** Record excerpts follows **

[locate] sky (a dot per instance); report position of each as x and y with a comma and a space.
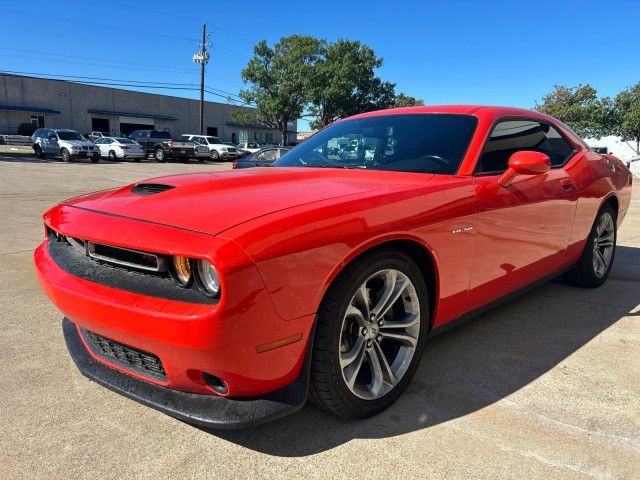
469, 52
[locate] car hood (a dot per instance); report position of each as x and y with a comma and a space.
214, 202
77, 143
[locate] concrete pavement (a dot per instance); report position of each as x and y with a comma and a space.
545, 387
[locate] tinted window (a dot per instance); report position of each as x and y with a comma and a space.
427, 143
266, 156
511, 136
69, 135
158, 134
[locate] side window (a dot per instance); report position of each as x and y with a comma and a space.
511, 136
269, 155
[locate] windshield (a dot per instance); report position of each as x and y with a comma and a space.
69, 135
421, 143
158, 134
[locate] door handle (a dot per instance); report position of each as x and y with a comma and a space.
566, 183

** End of Record excerpts **

Directions for this task. Exactly what appears in the records above must be returned, apart from the pictures.

Answer section.
[locate] sky (a dot per instance); report position of each as x and y with a comma and a space.
469, 52
[locate] car hood (a dot per instance); report position of each as x and y with a comma and a space.
214, 202
77, 143
[locate] concrete pavement (a dot per instance); report position of each as x and y with a comma and a space.
545, 387
[locate] tinted window (a dot per instance); report position of each as x and y with a comma and a space.
427, 143
266, 156
511, 136
69, 135
158, 134
[locate] side window (a dot per instance); report position of each as x and y with a comma and a space.
511, 136
269, 155
[locate] windshield (a dot per instance); report position of each as x and y with a comma and a space.
69, 135
421, 143
158, 134
[locate] door handle (a dot per instance); report position of each as x and y with a comma and a space.
566, 183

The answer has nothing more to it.